Direction: Locate each line in the entries below that contains the string "Target", and copy every such line in full.

Material provided:
□ □ □ □

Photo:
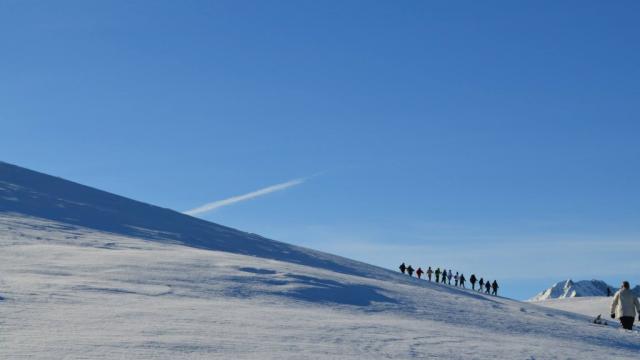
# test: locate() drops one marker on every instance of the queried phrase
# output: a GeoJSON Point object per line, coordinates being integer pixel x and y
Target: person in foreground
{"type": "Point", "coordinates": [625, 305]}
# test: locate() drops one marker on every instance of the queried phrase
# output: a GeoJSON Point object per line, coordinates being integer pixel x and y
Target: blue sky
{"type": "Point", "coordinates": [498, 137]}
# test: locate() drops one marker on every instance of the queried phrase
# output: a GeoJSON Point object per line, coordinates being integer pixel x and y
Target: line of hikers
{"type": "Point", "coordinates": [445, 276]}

□ □ □ □

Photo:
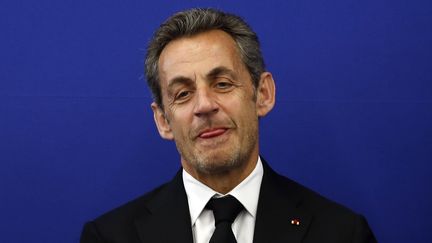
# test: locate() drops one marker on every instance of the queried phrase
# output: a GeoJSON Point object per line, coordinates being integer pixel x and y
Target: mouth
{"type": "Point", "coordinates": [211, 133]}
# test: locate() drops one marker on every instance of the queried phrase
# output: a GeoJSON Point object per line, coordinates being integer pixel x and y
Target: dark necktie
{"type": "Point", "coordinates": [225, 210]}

□ □ □ □

Result for this task:
Target: person in foreground
Target: blue sky
Target: line of hikers
Target: mouth
Target: dark necktie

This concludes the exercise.